Objetivo 1:
Verifique se as afirmações (a), (b) e (c) estão de acordo com a reportagem sobre a segunda geração de cineastas. Para cada uma, responda sim ou não e cite literalmente as palavras da reportagem que decidem a questão. (a) Djin Sganzerla tem 27 anos. (b) O Ministério da Cultura dará 25 prêmios de R$ 100 mil cada um para curtas-metragens. (c) Na adolescência, Djin pretendeu estudar psicologia.
Objetivo 2:
Escreva a continuação da reportagem sobre a segunda geração de cineastas, começando logo após a última frase apresentada.

*** Texto de origem ***

São Paulo, terça-feira, 19 de outubro de 2004

Texto Anterior | Próximo Texto | Índice

Como nossos pais

Moacyr Lopes Jr./Folha Imagem
A produtora e atriz Djin Sganzerla, filha de Rogério Sganzerla, em SP


Segunda geração de cineastas povoa cinema nacional


Herdeiros de Rogério Sganzerla, Hugo Carvana, Leon Hirszman e Ruy Guerra se aventuram na direção


SILVANA ARANTES
DA REPORTAGEM LOCAL

Família na sala, TV ligada, hora da novela. Comentário do pai: "Que horror esse plano [enquadramento]!". Na memória da infância de Djin Sganzerla, as observações ouvidas em casa eram sempre diferentes, por mais convencional que fosse a situação, como a de assistir a uma novela.
Hoje, aos 27 anos, já conhecida como atriz (profissão também de sua mãe, Helena Ignez, musa dos autores radicais desde o cinema novo), Djin ensaia os passos na carreira do pai, o cineasta Rogério Sganzerla (1946-2004).
Com o projeto do curta "Peixe Pequeno", Djin concorre a um dos 25 prêmios (de R$ 60 mil cada um) que o Ministério da Cultura (MinC) dará neste ano para a realização de curtas-metragens.
"Peixe Pequeno" é sobre o romance de um jornalista com uma refinada mulher que disfarça na atividade de marchand de artes sua atuação numa rede internacional de tráfico.
A idéia do filme surgiu da leitura de uma notícia de jornal, de onde Rogério Sganzerla tirou também a inspiração para realizar seu maior clássico, "O Bandido da Luz Vermelha" (1968).
Na adolescência, Djin chegou a pensar em construir "uma carreira sólida, segura, distante" do caminho de seus pais. Pretendeu estudar psicologia. Aos poucos, percebeu-se "naturalmente guiada" para a arte, por causa de sua "criação completamente diferente da convencional, dos valores aprendidos, do olhar sobre as coisas".

*** Dados exibidos ***

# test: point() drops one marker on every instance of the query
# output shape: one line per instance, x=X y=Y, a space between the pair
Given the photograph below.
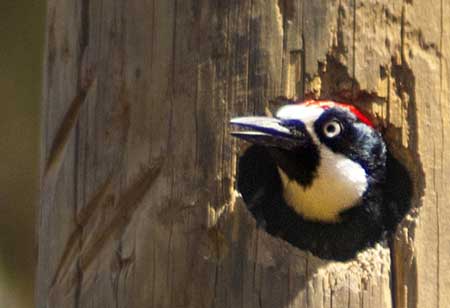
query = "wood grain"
x=142 y=210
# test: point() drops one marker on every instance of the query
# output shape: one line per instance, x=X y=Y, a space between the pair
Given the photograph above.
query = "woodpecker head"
x=327 y=154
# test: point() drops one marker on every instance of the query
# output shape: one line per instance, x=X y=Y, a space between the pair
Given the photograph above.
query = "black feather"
x=382 y=207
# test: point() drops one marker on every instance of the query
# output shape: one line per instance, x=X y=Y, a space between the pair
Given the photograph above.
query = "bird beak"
x=266 y=131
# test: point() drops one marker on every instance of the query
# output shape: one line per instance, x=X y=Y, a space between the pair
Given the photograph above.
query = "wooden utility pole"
x=138 y=207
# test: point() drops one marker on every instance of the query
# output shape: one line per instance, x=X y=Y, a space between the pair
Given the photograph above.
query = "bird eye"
x=332 y=128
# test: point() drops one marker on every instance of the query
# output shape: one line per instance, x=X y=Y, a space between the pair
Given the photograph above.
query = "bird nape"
x=319 y=176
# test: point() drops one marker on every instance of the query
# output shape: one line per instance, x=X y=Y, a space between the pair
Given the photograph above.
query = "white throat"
x=338 y=185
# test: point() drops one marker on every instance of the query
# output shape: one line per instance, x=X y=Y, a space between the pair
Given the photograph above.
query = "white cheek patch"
x=339 y=182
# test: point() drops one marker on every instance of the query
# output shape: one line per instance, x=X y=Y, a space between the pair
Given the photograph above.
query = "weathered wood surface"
x=138 y=207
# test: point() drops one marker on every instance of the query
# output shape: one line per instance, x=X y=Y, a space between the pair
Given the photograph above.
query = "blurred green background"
x=21 y=53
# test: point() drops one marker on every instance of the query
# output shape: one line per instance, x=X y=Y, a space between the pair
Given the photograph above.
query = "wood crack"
x=62 y=137
x=83 y=252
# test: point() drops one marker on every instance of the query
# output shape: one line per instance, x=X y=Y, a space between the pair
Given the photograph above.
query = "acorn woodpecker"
x=319 y=176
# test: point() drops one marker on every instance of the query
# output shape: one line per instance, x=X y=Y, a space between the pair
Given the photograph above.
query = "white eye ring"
x=332 y=128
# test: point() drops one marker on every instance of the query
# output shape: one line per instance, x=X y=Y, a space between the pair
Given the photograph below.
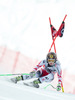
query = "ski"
x=30 y=84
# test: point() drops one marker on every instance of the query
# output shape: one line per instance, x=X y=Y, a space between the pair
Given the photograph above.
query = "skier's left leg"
x=43 y=77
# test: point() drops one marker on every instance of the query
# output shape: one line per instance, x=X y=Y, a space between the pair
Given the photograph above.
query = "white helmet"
x=51 y=57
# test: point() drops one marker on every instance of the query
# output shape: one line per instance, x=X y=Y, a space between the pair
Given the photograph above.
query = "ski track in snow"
x=11 y=91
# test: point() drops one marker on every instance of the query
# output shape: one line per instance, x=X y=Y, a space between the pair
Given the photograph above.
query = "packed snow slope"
x=11 y=91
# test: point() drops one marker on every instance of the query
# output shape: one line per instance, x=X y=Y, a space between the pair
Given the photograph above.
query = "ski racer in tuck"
x=44 y=74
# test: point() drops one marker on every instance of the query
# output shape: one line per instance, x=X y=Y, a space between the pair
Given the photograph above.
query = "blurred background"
x=25 y=36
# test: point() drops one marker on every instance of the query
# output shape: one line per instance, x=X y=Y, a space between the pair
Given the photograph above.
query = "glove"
x=58 y=87
x=32 y=74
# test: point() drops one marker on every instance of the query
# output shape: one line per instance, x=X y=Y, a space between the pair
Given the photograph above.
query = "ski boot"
x=36 y=83
x=16 y=79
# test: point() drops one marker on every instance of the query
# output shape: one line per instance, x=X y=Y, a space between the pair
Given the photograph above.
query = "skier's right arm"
x=40 y=64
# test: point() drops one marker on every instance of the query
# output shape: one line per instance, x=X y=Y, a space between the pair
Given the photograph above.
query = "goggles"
x=51 y=60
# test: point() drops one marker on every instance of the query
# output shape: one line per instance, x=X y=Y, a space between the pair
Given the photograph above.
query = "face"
x=51 y=61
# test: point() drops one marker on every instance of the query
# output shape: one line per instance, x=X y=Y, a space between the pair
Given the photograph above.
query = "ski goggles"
x=51 y=60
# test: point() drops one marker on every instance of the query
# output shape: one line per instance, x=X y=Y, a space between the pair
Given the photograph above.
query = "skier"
x=44 y=71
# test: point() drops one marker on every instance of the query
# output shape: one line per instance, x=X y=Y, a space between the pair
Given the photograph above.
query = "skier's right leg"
x=20 y=78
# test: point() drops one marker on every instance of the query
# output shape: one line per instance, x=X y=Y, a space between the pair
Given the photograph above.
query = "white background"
x=24 y=27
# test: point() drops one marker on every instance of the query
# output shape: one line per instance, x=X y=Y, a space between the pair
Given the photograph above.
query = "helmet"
x=51 y=57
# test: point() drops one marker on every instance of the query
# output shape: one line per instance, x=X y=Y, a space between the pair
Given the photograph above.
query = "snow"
x=24 y=27
x=11 y=91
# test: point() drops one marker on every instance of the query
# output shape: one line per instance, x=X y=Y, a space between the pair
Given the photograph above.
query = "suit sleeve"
x=39 y=65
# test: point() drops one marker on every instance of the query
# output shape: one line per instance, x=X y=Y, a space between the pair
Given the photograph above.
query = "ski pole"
x=52 y=36
x=62 y=87
x=14 y=74
x=49 y=85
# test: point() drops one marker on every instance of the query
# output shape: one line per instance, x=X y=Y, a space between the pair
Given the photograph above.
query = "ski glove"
x=58 y=87
x=32 y=74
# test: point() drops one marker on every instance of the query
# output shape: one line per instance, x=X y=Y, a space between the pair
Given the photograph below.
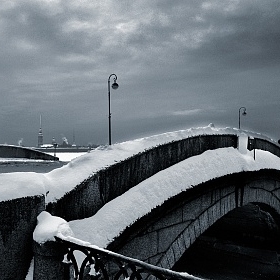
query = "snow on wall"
x=59 y=181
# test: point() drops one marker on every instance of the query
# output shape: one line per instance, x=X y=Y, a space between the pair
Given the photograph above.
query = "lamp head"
x=115 y=85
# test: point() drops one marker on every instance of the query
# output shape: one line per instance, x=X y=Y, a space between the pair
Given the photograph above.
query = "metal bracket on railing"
x=97 y=263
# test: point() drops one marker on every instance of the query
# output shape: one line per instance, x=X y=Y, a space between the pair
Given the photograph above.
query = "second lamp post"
x=243 y=113
x=114 y=86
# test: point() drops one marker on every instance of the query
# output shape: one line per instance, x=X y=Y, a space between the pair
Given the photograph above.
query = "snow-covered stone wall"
x=103 y=186
x=18 y=220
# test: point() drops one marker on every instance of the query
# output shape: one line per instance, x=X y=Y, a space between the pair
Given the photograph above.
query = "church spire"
x=40 y=134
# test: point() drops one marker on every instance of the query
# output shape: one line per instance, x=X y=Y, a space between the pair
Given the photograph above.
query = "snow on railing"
x=97 y=263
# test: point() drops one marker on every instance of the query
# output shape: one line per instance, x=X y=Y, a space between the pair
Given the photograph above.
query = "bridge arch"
x=162 y=236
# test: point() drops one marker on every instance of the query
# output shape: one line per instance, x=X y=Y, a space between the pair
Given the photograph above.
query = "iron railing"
x=97 y=263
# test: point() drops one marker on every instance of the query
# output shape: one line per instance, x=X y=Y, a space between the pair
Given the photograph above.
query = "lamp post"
x=114 y=86
x=243 y=113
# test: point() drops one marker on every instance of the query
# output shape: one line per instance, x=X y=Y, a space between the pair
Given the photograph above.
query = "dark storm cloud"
x=176 y=61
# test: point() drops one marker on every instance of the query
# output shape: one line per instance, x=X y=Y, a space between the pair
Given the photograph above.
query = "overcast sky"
x=179 y=64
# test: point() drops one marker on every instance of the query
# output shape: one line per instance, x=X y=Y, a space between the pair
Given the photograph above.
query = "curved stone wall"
x=162 y=236
x=7 y=151
x=88 y=197
x=18 y=221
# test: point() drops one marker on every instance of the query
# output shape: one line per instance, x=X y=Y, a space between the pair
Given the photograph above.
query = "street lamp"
x=243 y=113
x=114 y=86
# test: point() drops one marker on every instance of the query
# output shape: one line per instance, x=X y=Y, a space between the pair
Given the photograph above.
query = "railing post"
x=48 y=261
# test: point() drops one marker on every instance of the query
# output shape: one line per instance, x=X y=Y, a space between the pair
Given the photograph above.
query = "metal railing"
x=97 y=263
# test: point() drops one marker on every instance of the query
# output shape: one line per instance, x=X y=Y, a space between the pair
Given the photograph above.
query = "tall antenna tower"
x=40 y=134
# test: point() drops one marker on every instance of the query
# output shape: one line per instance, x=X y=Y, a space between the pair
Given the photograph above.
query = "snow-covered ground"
x=61 y=180
x=123 y=211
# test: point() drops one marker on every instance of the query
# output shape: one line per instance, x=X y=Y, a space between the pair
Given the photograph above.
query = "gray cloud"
x=206 y=57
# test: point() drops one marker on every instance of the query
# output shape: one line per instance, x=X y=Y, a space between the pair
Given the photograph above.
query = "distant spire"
x=40 y=134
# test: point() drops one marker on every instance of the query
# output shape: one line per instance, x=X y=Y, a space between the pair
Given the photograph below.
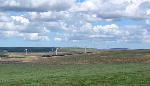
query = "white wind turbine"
x=26 y=50
x=56 y=51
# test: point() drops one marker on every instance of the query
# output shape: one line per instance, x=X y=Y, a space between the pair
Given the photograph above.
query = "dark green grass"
x=75 y=75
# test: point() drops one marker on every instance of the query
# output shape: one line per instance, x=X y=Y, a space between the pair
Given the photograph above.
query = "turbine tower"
x=56 y=51
x=26 y=50
x=85 y=50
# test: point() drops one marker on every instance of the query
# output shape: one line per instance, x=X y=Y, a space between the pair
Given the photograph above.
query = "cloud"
x=58 y=39
x=35 y=5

***

Resposta 1:
(a) Sim: "Hoje, aos 27 anos".
(b) Não: "25 prêmios (de R$ 60 mil cada um)".
(c) Sim: "Pretendeu estudar psicologia."

Resposta 2:
A atriz e futura cineasta diz que o prestígio dos pais e as inevitáveis comparações com sua carreira não a intimidam. "Penso que uma pessoa pode se tornar muito talentosa, mas só é genial quem nasce assim. Acho que não nasci genial, mas filha de pessoas que fizeram trabalhos geniais. Eu me sinto abençoada por isso."
Ao lado de "Peixe Pequeno" no concurso do MinC há uma lista de projetos assinados pela segunda geração de sobrenomes famosos no cinema brasileiro. Pedro Carvana, filho de Hugo Carvana ("Vai Trabalhar, Vagabundo"), concorre com "Deus Vai nos Ajudar"; João Pedro Hirszman, filho do diretor de "Eles Não Usam Black Tie", Leon Hirszman (1937-1987), apresentou "Domingo de Praia".

Herdeiras
As herdeiras de Ruy Guerra ("Os Fuzis") também se aventuraram. Janaina Diniz, filha de Leila Diniz (1945-1972), disputa o prêmio com "Semba", e Dandara Ohana Diniz, filha de Cláudia Ohana, escolheu adaptar uma crônica que o pai havia escrito para ela, "Uma Tarde de Inverno entre Pai, Filha e Chocolate".
"É espantoso que a gente vá atrás da profissão dos pais", diz Pedro Carvana, 35. O espanto, ele explica, vem da certeza de que, para a geração precedente, "cinema nunca deu dinheiro".
Carvana, o filho, enumera as lembranças de épocas de "dívidas homéricas" que os pais fizeram para realizar seus filmes, quando "o telefone em casa tocava o dia todo", e chega à situação atual, em que "o Carvanão, com a carreira que tem, vive num apartamento alugado e só tem uma propriedade no interior do Rio".
Ainda assim, ele diz que vai pelo mesmo caminho porque é o que sabe fazer melhor. Casado com a atriz Juliana Teixeira e pai do pequeno João, Pedro Carvana usa sua casa/escritório para alavancar a produção dos filmes. Mas "segura a onda com o salário da TV Globo pingado todo mês". Na emissora, ele atualmente dirige o popstar do cinema nacional nos anos 80 Renato Aragão e sua "Turma do Didi".
A trama de "Deus Vai nos Ajudar" conta a ciranda de um trabalhador desdentado que não consegue emprego por conta de sua aparência e não consegue melhorar a aparência porque não tem emprego.
Uma faceta social da miséria é também o mote do filme de João Pedro Hirszman, 29, que decidiu ficcionalizar uma experiência de sua infância, quando convenceu os pais a levarem para casa (por um dia) um garoto morador de rua que encontrou na praia.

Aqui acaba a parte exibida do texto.